Toronto Star

When it comes to driving, going small is a good call

- Shawn Micallef Twitter: @shawnmical­lef

I played hockey as a kid in Windsor and we carpooled with the dad and son down the street. They would come by in their Dodge Shadow and my dad and I would pile in. Two dads, two kids and giant bags of hockey equipment all fit just fine.

I never thought the car was small, even when the other dad would hotbox it with cigarette smoke on the way to and from the arena. Today, though, a Shadow would be considered a tiny car as vehicles have upsized over the decades, despite ever more crowded urban areas.

North American auto manufactur­es have been abandoning their sedan models to focus on SUVs and trucks as our modern lifestyles seem to need ever bigger, and often more aggressive-looking, vehicles to accommodat­e our lives. Small is still good, though.

This pandemic summer was another one filled with Ontario road trips. While driving around in our VW Golf, it felt like it was one of the smallest things on the road. At every provincial park and motel we pulled into, I looked up at towering SUVs and oversized pickups around us. Yet the Golf did everything we needed it to do — and did it perhaps better than an SUV would, as we could fit into small parking spots and stop for gas less.

With the seats folded down, the wee Golf has transporte­d home a chunky 1.7-metre-long credenza purchased on Kijiji, as well as an outdoor sink contraptio­n, a wonky office chair, rain barrels and even a 2.5-metre ladder, the latter being the only thing the rear hatch had to be left open for. It’s a small car, but secretly big. If it had a roof rack, the kayak would have gone on road trips, too.

If more space is ever needed for family reasons, such a rack (with a cargo box) might be considered, or we could upgrade to a station wagon. Sadly, the once-ubiquitous wagon is now available in only a few models, and most are quite high-end.

Speaking of hauling stuff, the growth in pickup-truck size has been exponentia­l, and what would almost have been considered monster trucks in the 1980s are now consumer products (remember, the original “Big Foot” was actually a modified 1974 Ford F-250, a small pickup by today’s standards). Yet today’s pickups don’t carry much more — the beds are the same size, sometimes even smaller, than a few decades ago.

A few years after I was being shuttled to and from hockey in that Dodge Shadow, our do-ityourself, all around handyman neighbour was driving a Chevy S10 pickup. It was dainty compared with today’s models, more akin to a minivan; it was low to the ground and didn’t tower over people or other vehicles. Yet our neighbour was able to haul all manner of materials without any trouble. It even had two jump seats in the back of the cab for kids.

^^^^

> **Tasks to perform**:
A - Decide whether each statement agrees with the column on small cars, answering yes or no and quoting the deciding words: (i) the rear hatch of the Golf had to be left open to carry the credenza; (ii) today's pickup beds are the same size as, or smaller than, those of a few decades ago; (iii) the neighbour's Chevy S10 had two jump seats in the back of the cab.
B - In the column on small cars, substitute "camping gear" for "hockey equipment" and write out the passage from "I played hockey" up to and including "still good, though.".
The records after this point are separate material, unrelated to the column.

Saved data entries:
^^^^

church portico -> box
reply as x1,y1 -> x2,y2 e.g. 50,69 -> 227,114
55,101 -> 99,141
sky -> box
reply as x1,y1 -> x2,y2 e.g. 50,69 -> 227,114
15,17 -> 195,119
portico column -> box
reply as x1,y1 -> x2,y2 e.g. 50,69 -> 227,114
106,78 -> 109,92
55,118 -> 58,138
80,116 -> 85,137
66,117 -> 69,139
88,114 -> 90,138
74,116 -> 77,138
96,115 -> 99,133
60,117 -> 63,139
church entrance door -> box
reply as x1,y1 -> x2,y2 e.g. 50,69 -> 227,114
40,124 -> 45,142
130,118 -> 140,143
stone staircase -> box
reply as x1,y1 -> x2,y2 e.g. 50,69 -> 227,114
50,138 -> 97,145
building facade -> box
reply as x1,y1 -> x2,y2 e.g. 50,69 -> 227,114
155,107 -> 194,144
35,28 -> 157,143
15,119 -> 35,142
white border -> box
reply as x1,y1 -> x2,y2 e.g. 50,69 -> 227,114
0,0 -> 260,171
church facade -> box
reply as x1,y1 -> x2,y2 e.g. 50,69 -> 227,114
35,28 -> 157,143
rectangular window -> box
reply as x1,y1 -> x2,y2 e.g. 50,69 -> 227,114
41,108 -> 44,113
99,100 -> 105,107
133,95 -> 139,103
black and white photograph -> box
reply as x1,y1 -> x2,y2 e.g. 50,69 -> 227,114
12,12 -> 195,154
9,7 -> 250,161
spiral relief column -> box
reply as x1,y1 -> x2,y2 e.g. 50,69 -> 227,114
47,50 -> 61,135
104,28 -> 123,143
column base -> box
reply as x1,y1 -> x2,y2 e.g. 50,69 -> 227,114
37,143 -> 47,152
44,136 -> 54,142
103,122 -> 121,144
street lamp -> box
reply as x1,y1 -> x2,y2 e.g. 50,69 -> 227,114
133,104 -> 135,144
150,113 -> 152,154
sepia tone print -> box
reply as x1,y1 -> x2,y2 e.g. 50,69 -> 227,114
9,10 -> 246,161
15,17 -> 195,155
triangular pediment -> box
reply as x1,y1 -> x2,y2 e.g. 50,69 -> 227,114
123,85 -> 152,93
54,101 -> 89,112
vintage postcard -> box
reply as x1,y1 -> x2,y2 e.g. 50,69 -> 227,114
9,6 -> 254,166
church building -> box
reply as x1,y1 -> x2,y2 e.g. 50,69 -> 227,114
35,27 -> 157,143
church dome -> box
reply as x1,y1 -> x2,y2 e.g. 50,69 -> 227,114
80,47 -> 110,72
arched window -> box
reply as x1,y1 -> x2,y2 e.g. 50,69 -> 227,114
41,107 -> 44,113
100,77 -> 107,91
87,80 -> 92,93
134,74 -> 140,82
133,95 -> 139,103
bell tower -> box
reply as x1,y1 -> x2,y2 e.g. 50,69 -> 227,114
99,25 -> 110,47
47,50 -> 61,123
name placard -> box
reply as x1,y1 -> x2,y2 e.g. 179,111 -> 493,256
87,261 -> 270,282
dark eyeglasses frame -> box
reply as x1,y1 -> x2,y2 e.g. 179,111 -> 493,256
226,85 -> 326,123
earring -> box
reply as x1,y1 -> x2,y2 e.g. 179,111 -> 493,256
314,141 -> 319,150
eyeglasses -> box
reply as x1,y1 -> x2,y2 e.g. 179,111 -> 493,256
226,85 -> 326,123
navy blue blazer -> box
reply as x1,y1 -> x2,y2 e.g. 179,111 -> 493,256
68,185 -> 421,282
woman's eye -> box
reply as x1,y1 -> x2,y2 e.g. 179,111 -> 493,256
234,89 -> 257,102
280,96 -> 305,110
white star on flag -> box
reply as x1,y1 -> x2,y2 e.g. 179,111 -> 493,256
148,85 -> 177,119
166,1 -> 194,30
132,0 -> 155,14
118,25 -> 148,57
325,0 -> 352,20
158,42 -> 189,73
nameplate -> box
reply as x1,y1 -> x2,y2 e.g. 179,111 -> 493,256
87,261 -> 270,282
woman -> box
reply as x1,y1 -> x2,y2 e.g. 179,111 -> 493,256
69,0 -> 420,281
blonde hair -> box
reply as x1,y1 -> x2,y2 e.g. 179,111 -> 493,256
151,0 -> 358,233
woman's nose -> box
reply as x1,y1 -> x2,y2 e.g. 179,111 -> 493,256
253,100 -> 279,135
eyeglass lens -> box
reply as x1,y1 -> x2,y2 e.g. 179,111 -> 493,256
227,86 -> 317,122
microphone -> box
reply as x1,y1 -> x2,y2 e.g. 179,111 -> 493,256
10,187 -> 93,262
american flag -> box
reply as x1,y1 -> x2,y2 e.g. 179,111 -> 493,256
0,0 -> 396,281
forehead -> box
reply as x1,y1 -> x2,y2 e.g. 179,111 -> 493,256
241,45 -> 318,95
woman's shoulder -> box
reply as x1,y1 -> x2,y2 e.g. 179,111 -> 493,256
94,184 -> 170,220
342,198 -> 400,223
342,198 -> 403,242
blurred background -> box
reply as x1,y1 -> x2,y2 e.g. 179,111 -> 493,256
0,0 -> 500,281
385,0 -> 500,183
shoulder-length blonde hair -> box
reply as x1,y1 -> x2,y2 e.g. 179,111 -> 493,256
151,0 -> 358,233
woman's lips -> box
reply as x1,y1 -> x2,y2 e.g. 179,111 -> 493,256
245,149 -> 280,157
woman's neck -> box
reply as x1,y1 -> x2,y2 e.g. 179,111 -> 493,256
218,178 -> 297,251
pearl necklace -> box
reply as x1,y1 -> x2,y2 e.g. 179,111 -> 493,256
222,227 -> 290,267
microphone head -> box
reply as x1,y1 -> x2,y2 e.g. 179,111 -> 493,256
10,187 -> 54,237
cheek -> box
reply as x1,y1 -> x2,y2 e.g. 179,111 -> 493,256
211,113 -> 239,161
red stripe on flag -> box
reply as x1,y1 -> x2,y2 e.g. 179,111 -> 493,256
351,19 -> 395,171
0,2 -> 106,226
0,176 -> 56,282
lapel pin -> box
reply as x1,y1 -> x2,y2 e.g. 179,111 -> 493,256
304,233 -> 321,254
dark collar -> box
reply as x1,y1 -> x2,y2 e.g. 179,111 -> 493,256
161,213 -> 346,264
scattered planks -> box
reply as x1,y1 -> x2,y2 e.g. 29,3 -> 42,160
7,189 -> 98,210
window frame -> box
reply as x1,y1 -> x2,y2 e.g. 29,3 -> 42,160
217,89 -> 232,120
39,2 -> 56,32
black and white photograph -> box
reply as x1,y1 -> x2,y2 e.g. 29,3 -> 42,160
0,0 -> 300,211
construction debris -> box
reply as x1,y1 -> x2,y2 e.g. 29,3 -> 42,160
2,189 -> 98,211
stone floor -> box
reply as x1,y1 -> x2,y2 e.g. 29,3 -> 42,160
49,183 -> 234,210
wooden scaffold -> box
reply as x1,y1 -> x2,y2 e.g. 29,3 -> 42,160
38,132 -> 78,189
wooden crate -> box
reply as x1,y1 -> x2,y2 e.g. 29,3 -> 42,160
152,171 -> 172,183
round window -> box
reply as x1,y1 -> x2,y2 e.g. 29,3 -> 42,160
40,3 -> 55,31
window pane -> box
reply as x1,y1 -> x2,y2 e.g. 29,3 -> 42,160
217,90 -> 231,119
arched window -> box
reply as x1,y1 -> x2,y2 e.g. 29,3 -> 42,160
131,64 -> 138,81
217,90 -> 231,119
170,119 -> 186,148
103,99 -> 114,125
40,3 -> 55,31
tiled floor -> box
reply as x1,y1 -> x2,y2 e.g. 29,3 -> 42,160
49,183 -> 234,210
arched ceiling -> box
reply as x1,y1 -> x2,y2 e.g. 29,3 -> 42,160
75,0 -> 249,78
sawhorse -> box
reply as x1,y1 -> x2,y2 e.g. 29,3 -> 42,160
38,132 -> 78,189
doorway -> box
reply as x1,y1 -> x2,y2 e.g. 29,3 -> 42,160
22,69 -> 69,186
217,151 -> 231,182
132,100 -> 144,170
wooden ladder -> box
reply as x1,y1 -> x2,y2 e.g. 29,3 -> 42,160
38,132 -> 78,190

^^^^

> **List of answers**:
A -
(i) No: "the latter being the only thing the rear hatch had to be left open for"
(ii) Yes: "the beds are the same size, sometimes even smaller, than a few decades ago"
(iii) Yes: "It even had two jump seats in the back of the cab for kids"

B -
I played hockey as a kid in Windsor and we carpooled with the dad and son down the street. They would come by in their Dodge Shadow and my dad and I would pile in. Two dads, two kids and giant bags of camping gear all fit just fine.

I never thought the car was small, even when the other dad would hotbox it with cigarette smoke on the way to and from the arena. Today, though, a Shadow would be considered a tiny car as vehicles have upsized over the decades, despite ever more crowded urban areas.

North American auto manufactur­es have been abandoning their sedan models to focus on SUVs and trucks as our modern lifestyles seem to need ever bigger, and often more aggressive-looking, vehicles to accommodat­e our lives. Small is still good, though.